_WORK REQUIRED_.
Leaving pictures aside, set down each line exactly, from the first line of the data to the line with "x=162, y=314", both included.

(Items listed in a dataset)
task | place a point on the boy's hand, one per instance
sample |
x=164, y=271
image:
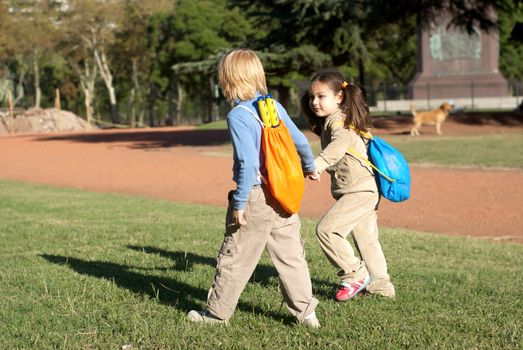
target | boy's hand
x=239, y=217
x=314, y=176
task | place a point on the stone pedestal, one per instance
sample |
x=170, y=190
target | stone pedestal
x=453, y=64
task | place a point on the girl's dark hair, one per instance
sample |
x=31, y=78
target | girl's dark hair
x=353, y=105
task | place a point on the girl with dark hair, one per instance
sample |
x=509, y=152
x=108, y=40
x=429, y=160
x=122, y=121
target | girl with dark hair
x=338, y=113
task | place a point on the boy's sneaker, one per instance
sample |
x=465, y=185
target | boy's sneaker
x=349, y=290
x=205, y=317
x=311, y=322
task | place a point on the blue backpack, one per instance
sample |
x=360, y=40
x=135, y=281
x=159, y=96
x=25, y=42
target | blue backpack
x=392, y=170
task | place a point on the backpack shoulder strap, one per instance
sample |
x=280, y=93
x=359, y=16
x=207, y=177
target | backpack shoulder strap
x=263, y=179
x=352, y=150
x=251, y=113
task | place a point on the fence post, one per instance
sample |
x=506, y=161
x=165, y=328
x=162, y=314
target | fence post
x=428, y=95
x=472, y=93
x=518, y=89
x=11, y=117
x=385, y=97
x=57, y=104
x=88, y=109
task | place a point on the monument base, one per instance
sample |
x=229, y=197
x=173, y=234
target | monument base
x=455, y=86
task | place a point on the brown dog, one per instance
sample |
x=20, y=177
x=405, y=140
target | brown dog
x=434, y=117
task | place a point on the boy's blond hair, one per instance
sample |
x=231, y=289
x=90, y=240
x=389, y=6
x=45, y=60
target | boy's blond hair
x=241, y=75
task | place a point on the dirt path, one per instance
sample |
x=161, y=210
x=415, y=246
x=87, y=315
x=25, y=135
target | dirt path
x=178, y=164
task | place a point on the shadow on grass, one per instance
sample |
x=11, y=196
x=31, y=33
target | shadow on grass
x=184, y=261
x=179, y=295
x=149, y=139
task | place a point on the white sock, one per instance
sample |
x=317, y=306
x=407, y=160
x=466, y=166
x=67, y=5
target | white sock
x=312, y=315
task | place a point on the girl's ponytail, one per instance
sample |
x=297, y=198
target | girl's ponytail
x=355, y=108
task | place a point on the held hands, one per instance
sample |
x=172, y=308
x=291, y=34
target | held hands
x=314, y=175
x=239, y=217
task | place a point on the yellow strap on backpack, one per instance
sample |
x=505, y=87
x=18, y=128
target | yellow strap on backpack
x=285, y=177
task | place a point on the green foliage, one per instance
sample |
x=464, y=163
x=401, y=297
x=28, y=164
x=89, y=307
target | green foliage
x=511, y=50
x=86, y=270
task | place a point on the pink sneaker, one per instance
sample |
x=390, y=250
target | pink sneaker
x=349, y=290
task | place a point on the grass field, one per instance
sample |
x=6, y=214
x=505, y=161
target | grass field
x=87, y=270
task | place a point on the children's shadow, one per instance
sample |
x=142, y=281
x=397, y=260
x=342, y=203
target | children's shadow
x=263, y=274
x=180, y=295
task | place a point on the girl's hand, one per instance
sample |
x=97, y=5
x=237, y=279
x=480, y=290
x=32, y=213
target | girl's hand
x=314, y=176
x=239, y=217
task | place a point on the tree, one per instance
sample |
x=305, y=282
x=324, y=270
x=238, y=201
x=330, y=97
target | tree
x=348, y=30
x=33, y=31
x=94, y=23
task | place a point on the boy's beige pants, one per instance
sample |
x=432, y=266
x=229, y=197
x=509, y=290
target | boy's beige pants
x=242, y=248
x=356, y=213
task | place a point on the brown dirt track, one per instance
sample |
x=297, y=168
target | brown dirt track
x=188, y=165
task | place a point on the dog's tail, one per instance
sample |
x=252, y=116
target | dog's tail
x=413, y=109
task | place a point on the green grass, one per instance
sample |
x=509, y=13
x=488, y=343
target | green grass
x=218, y=125
x=86, y=270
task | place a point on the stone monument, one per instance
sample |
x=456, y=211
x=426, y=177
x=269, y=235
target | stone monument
x=453, y=63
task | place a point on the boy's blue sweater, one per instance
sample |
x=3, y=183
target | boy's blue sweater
x=248, y=154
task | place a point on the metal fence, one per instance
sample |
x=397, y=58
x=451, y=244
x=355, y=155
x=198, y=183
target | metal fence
x=473, y=95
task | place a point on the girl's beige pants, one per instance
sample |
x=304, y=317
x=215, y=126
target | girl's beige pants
x=355, y=213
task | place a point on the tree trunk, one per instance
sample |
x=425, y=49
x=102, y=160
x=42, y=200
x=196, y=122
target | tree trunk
x=214, y=112
x=361, y=69
x=170, y=104
x=152, y=100
x=88, y=111
x=38, y=92
x=179, y=103
x=105, y=71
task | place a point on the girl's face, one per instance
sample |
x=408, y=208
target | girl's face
x=322, y=100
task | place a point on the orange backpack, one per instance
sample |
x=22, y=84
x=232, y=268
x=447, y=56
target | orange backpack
x=282, y=161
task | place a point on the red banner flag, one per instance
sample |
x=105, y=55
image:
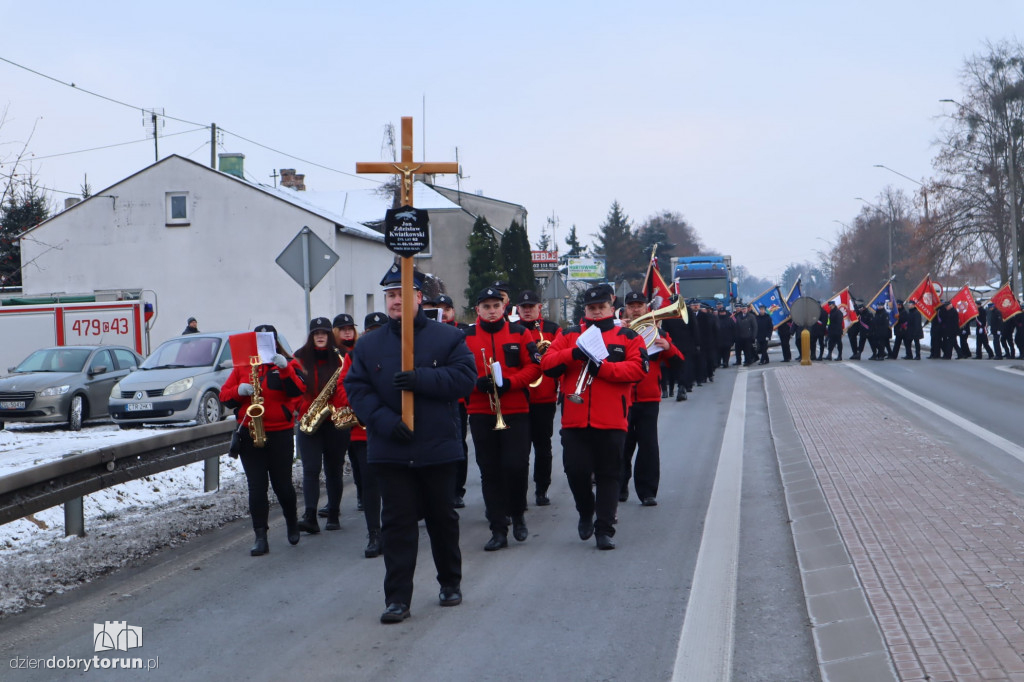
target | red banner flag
x=654, y=288
x=925, y=298
x=1006, y=302
x=964, y=303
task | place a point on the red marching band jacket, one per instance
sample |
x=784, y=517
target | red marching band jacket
x=649, y=388
x=513, y=347
x=606, y=401
x=278, y=388
x=547, y=391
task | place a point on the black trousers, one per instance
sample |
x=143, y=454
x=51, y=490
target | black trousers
x=325, y=450
x=371, y=491
x=642, y=436
x=504, y=461
x=407, y=493
x=542, y=428
x=594, y=455
x=270, y=464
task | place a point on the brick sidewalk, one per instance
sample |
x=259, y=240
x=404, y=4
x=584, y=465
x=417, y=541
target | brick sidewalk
x=936, y=543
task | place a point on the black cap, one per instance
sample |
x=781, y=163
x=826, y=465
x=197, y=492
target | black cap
x=374, y=320
x=320, y=325
x=343, y=320
x=635, y=297
x=528, y=297
x=392, y=279
x=598, y=294
x=489, y=292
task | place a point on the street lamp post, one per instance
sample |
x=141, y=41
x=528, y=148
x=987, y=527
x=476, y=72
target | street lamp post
x=890, y=232
x=1015, y=269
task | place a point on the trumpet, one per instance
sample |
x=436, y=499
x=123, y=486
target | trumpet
x=542, y=346
x=494, y=397
x=585, y=380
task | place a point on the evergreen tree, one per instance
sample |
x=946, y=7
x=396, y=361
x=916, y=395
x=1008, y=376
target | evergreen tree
x=517, y=259
x=485, y=264
x=26, y=208
x=619, y=245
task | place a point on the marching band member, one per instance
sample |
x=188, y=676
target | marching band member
x=280, y=384
x=594, y=429
x=502, y=454
x=321, y=363
x=642, y=430
x=414, y=468
x=543, y=396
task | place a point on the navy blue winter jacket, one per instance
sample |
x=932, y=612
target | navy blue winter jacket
x=444, y=372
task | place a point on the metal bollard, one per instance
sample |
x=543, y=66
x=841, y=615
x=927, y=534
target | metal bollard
x=211, y=474
x=74, y=518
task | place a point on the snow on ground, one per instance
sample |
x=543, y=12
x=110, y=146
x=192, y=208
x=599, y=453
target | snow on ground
x=123, y=523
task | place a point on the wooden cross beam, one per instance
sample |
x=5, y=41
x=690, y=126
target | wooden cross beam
x=407, y=168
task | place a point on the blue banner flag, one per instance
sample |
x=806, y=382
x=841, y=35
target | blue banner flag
x=795, y=293
x=886, y=299
x=773, y=304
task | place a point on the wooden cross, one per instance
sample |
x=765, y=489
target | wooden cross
x=407, y=168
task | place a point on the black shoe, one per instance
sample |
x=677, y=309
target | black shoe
x=309, y=523
x=498, y=541
x=519, y=529
x=451, y=596
x=293, y=531
x=260, y=547
x=333, y=521
x=373, y=545
x=394, y=613
x=586, y=528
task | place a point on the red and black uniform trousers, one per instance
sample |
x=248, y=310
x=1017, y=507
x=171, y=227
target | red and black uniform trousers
x=543, y=403
x=325, y=449
x=503, y=456
x=594, y=431
x=272, y=463
x=641, y=435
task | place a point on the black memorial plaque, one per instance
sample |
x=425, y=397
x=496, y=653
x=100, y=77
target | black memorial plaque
x=406, y=230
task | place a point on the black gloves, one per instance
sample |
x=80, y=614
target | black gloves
x=401, y=433
x=404, y=381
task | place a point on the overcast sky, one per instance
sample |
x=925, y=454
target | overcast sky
x=757, y=121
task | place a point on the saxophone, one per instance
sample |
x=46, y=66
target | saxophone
x=321, y=407
x=255, y=410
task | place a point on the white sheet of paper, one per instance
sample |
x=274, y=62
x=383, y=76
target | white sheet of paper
x=265, y=346
x=592, y=343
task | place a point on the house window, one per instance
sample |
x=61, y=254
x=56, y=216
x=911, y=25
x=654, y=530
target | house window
x=177, y=208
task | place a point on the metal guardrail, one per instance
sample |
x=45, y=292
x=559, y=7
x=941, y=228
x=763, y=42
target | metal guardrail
x=67, y=480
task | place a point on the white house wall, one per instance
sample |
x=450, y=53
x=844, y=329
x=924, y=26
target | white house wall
x=219, y=268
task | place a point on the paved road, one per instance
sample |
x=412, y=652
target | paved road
x=550, y=608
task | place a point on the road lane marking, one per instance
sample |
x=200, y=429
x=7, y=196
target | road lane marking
x=998, y=441
x=705, y=650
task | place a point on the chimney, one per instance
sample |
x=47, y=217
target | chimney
x=290, y=179
x=232, y=164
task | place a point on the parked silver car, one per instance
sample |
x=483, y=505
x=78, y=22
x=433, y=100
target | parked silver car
x=64, y=384
x=179, y=382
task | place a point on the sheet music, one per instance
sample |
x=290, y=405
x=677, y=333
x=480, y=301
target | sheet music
x=592, y=343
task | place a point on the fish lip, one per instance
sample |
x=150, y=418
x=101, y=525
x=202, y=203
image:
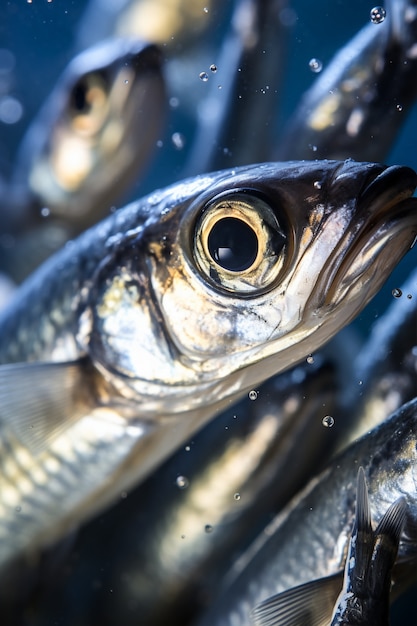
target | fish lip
x=393, y=184
x=386, y=211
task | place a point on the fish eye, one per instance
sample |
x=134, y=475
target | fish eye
x=232, y=244
x=239, y=244
x=88, y=103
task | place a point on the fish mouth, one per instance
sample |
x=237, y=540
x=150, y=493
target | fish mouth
x=386, y=229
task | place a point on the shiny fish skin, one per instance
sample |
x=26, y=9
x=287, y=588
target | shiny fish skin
x=364, y=597
x=113, y=383
x=92, y=137
x=308, y=540
x=232, y=474
x=358, y=103
x=386, y=365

_RESPONSE_.
task | place a point on the boy's hand, one per instance
sample |
x=164, y=271
image:
target | boy's hand
x=239, y=217
x=314, y=176
task | place a point on the stone pedestal, one per instance
sample |
x=170, y=190
target | stone pedestal
x=453, y=64
task | place a point on the girl's dark hair, one per instance
sample |
x=31, y=78
target | girl's dark hair
x=353, y=105
task | place a point on the girl with dark hair, one per instance
sample |
x=509, y=152
x=108, y=40
x=429, y=160
x=122, y=121
target | girl with dark hair
x=338, y=113
task | place a point on the boy's sneaker, one per instance
sample |
x=465, y=185
target | boy's sneaker
x=349, y=290
x=205, y=317
x=311, y=322
task | place a point on the blue backpack, one per instance
sample |
x=360, y=40
x=135, y=281
x=159, y=96
x=25, y=42
target | blue backpack
x=392, y=170
task | place a point on the backpack shoulder strap, one per instance
sample |
x=280, y=93
x=359, y=16
x=207, y=177
target | backpack shoulder strap
x=263, y=179
x=352, y=150
x=251, y=113
task | place a point on the fence post, one per instance
sample |
x=506, y=161
x=165, y=328
x=162, y=314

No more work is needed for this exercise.